## Requests
**1.** Please translate this sentence from the article on Craver and "Radio Gals" into Spanish: "The Ramblers also performed in Off Broadway shows, and one of them, Sam Shepard's "A Lie of the Mind," led Craver to settle in New York."
**2.** Extend the article on Craver and "Radio Gals" with new text that picks up after its final sentence.

## Text block
** Start **

Craver didn’t work for nearly a year before and after Hardwick’s death. But he didn’t forget about “Radio Gals.” Another co-creator and original cast member of “Oil City,” Debra Monk, helped with the rewrites. Craver continued working on the script after moving back to his hometown of Reeds Crossroads, N.C. (population less than 300), where he moved in with his widowed mother.
Last year he returned to the stage in productions of “Oil City,” and in November “Radio Gals” went up again at Cape Fear Regional Theater in Fayetteville, N.C. “We needed a workshop before Pasadena, where the stakes are higher,” Craver said.
During the Arkansas production of “Radio Gals,” Craver said, he couldn’t imagine doing the show without Hardwick. “His personality and spirit were such a part of it.” But now Craver says the current production’s Mabel, Mark Nadler, who was found at a California audition, has “worked out just fine.”
When he met Hardwick, Craver was a member of the Red Clay Ramblers, a band that often performed on “A Prairie Home Companion” and other public radio programs--his most direct tie to the situation that’s dramatized on “Radio Gals.”
The Ramblers also performed in Off Broadway shows, and one of them, Sam Shepard’s “A Lie of the Mind,” led Craver to settle in New York. Once there, he parted company with the Ramblers and began his personal and professional association with Hardwick. “Oil City” ran Off Broadway for a year and a half.
But like his characters in both “Oil City” and “Radio Gals,” Craver, 46, has now left the big city for his small-town roots.
It was in Reeds Crossroads that he learned to play the piano from his mother and the “Teaching Little Fingers How to Play” series. His father, too, taught violin when he wasn’t busy delivering the mail. It’s no coincidence that a music teacher is honored in “Oil City” and another one is the heroine of “Radio Gals.”

** End **

[Portion of a data file]

** Start **

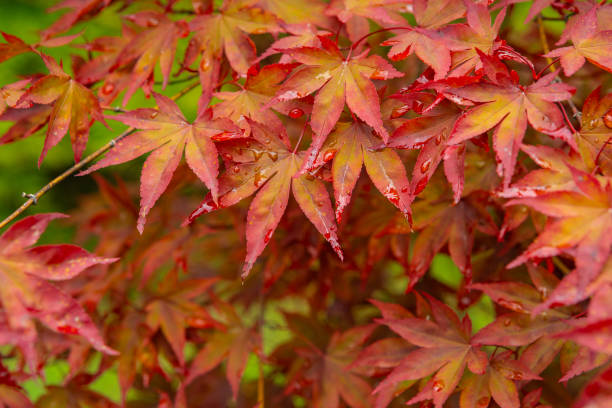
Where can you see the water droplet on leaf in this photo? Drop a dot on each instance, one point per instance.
(425, 166)
(608, 119)
(296, 113)
(328, 155)
(438, 385)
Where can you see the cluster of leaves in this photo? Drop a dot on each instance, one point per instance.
(295, 97)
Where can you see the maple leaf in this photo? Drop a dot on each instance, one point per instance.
(73, 107)
(258, 90)
(428, 45)
(102, 67)
(445, 349)
(497, 382)
(555, 173)
(453, 225)
(153, 45)
(425, 41)
(525, 324)
(80, 10)
(465, 41)
(508, 108)
(338, 79)
(299, 36)
(226, 30)
(594, 331)
(354, 14)
(331, 372)
(430, 133)
(595, 132)
(581, 221)
(167, 133)
(277, 166)
(26, 293)
(351, 146)
(299, 12)
(233, 341)
(14, 46)
(588, 42)
(598, 391)
(172, 308)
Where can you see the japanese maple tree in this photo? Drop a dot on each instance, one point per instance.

** End **

## Answers per task
**1.** Los Ramblers también actuaron en espectáculos del Off Broadway, y uno de ellos, «A Lie of the Mind», de Sam Shepard, llevó a Craver a establecerse en Nueva York.

**2.**
Craver went through the requisite teen rebellion, playing in rock bands and “loving anything that was different” from Reeds Crossroads--"where everyone knew more than they needed to know about everyone else.” But now he finds it “nourishing” to return home. “There is something about being where you first saw the light that feels right.”
The Craver-Hardwick plays try to evoke this sense of affection for the old hometown (Hardwick grew up in several small towns in eastern Texas and his funeral was in one of them, Hughes Springs). But they don’t overlook the “off-center” qualities sometimes found in these environs, and they include elements of what Craver calls “self-deprecation.”
For example, when asked why “Radio Gals” is a stage play instead of a radio play, Craver talked, with a smile in his voice, of the look of the era--"the ladies in flapper frocks and big, horned-rim glasses, carrying these guitars, or the way the early recording studios looked like parlors, with big pots of palms.” He said the “Little Fingers” piano curriculum was “wonderful, beyond kitschy.”
But the Craver-Hardwick plays don’t bite into small-town characters in the same style as, say, the “Greater Tuna” shows, which also have been seen at the Pasadena Playhouse (but which Craver hasn’t seen). Instead, Craver said, his and Hardwick’s work is all about “remembering the things that were funny--and not remembering the things that were more complicated."*
(BEGIN TEXT OF INFOBOX / INFOGRAPHIC)
Address: Pasadena Playhouse, 39 S. El Molino Ave., Pasadena
Hours: Today, 5 p.m. Regular schedule: Tue.-Fri., 8 p.m.; Sat., 5 and 9 p.m.; Sun., 2 and 7 p.m. Ends Feb. 19.
Tickets: $33.50; (818) 356-PLAY.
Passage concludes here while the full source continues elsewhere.